### Directive
Rewrite the listing below, substituting "Locate" for each occurrence of "Pinpoint" and keeping every other word unchanged.

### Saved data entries

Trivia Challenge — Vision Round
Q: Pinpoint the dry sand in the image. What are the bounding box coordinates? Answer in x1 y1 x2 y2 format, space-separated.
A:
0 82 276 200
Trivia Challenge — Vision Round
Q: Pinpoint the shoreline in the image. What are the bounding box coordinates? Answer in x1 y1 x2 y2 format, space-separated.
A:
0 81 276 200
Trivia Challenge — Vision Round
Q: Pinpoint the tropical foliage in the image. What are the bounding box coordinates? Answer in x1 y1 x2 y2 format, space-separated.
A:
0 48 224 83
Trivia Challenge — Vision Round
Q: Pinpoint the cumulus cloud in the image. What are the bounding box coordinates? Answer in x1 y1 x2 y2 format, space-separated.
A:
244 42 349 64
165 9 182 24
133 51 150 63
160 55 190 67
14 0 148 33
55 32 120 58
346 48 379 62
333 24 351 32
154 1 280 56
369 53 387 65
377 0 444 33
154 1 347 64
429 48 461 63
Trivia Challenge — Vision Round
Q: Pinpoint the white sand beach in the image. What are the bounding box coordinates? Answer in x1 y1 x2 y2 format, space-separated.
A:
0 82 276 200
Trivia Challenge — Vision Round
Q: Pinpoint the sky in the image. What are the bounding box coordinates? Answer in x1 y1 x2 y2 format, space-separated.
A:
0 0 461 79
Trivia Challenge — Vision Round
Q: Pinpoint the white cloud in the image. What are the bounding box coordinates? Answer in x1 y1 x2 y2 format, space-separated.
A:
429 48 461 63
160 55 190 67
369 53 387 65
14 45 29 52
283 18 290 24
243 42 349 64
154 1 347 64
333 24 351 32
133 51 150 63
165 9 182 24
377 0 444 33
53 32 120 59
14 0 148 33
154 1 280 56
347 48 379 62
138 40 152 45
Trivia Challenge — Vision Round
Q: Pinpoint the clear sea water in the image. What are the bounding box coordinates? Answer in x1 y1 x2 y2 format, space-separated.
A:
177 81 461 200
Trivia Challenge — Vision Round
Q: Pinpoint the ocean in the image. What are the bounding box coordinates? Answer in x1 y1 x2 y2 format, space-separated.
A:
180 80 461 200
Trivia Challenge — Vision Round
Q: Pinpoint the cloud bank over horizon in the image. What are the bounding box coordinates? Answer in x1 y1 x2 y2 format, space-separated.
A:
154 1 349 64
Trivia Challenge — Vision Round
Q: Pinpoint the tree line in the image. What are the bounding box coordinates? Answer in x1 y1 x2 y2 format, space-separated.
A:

### Answer to the problem
Trivia Challenge — Vision Round
Q: Locate the dry sand in the image. What are the bounding box coordinates? Answer in x1 y1 x2 y2 format, space-separated.
A:
0 82 276 200
Trivia Challenge — Vision Round
Q: Locate the shoreline in the image. What are the bounding box coordinates? Answer in x1 y1 x2 y2 format, space-separated.
A:
0 81 276 200
Trivia Challenge — Vision Round
Q: Locate the tropical foliage in the image. What are the bounding box coordinates? Answer in x1 y1 x2 y2 format, space-separated.
A:
0 48 224 83
Trivia Challenge — Vision Round
Q: Locate the cumulus cloud in the image. What are the bounding box coordinates? Answer in x1 y1 x2 y2 format, space-separated.
A:
244 42 349 64
165 9 182 24
133 51 150 63
160 55 190 67
14 0 148 33
55 32 120 58
346 48 379 62
333 24 351 32
154 1 280 56
369 53 387 65
377 0 444 33
154 1 347 64
429 48 461 63
Trivia Challenge — Vision Round
Q: Locate the white sand beach in the image. What are the bounding box coordinates? Answer in x1 y1 x2 y2 format, space-separated.
A:
0 82 276 200
Trivia Challenge — Vision Round
Q: Locate the sky in the image. What are the bounding box coordinates? Answer in x1 y1 x2 y2 format, space-separated.
A:
0 0 461 79
Trivia Challenge — Vision Round
Q: Locate the white cloud in the image. What are the bounding box coordinates? Answer in x1 y1 x2 y2 format, space-separated.
A:
429 48 461 63
160 55 190 67
369 53 387 65
14 45 29 52
283 18 290 24
243 42 349 64
154 1 347 64
333 24 351 32
133 51 150 63
165 9 182 24
377 0 444 33
53 32 120 59
14 0 148 33
154 1 280 56
347 48 379 62
138 40 152 45
Trivia Challenge — Vision Round
Q: Locate the clear sea water in the image. What are the bounding box coordinates? Answer in x1 y1 x2 y2 format, space-separated.
A:
177 81 461 200
Trivia Challenge — Vision Round
Q: Locate the ocean in the image. What are the bounding box coordinates? Answer in x1 y1 x2 y2 format, space-separated.
A:
180 80 461 200
Trivia Challenge — Vision Round
Q: Locate the cloud bank over horizon in the image. What are the bounding box coordinates? Answer in x1 y1 x2 y2 format, space-separated.
A:
154 1 349 64
Trivia Challenge — Vision Round
Q: Locate the tree line in the image. What are the bounding box coordinates? Answer in x1 y1 x2 y2 format, space-separated.
A:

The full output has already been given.